Text shown:
┄┄┄┄┄┄┄┄┄┄┄┄┄┄┄┄┄┄┄┄

We can love our enemies when we allow ourselves to be still, breathe, receive, and abide in God’s love.

“You have heard that it was said, You shall love your neighbor and hate your enemy. But I say to you, love your enemies, and pray for those who persecute you, that you may be children of your heavenly Father” (Mt 5:43-45). With these words, Jesus continues to raise the bar of discipleship and outlines what the pursuit of love truly is.

For many people, as Bob Dylan wrote and Joan Baez has sung, “love is just a four-letter word.” But the love that Jesus calls us to is not romantic, emotional, or mere sentimentality, though this may be healthy in that when we have feelings of infatuation we are drawn out from ourselves to another, but this kind of love has no depth and is based on physical or emotional attraction. To be real it must mature to the level of friendship.

The bond of friendship and family goes beyond mere attraction and is built through shared interests and experiences. Through sharing our lives with others, working through conflicts, trust is built, and relationships will hopefully grow and deepen. Jesus, though, is calling us to mature in our growth of loving even beyond friendship or familial ties. If we love those who willingly love us in return, greet only our brothers and sisters, only those in our clique, group, tribe, or political party, what is the recompense or satisfaction in that? Agape, in Greek, loving without conditions, with little or no chance of mutual exchange, is what Jesus is calling us to strive for.

┄┄┄┄┄┄┄┄┄┄┄┄┄┄┄┄┄┄┄┄

Given data:
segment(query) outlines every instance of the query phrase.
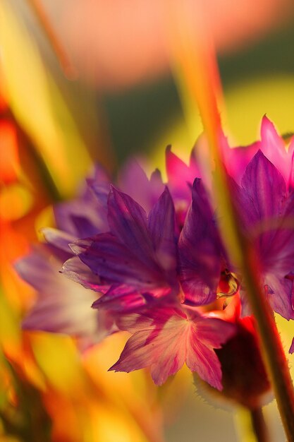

┄┄┄┄┄┄┄┄┄┄┄┄┄┄┄┄┄┄┄┄

Exercises:
a) From the reflection on loving enemies, return the passage starting with "We can love" and going on through "level of friendship.".
b) In the reflection on loving enemies, what does the Greek word agape mean?

Responses by task:
a)
We can love our enemies when we allow ourselves to be still, breathe, receive, and abide in God’s love.

“You have heard that it was said, You shall love your neighbor and hate your enemy. But I say to you, love your enemies, and pray for those who persecute you, that you may be children of your heavenly Father” (Mt 5:43-45). With these words, Jesus continues to raise the bar of discipleship and outlines what the pursuit of love truly is.

For many people, as Bob Dylan wrote and Joan Baez has sung, “love is just a four-letter word.” But the love that Jesus calls us to is not romantic, emotional, or mere sentimentality, though this may be healthy in that when we have feelings of infatuation we are drawn out from ourselves to another, but this kind of love has no depth and is based on physical or emotional attraction. To be real it must mature to the level of friendship.

b) Loving without conditions, with little or no chance of mutual exchange.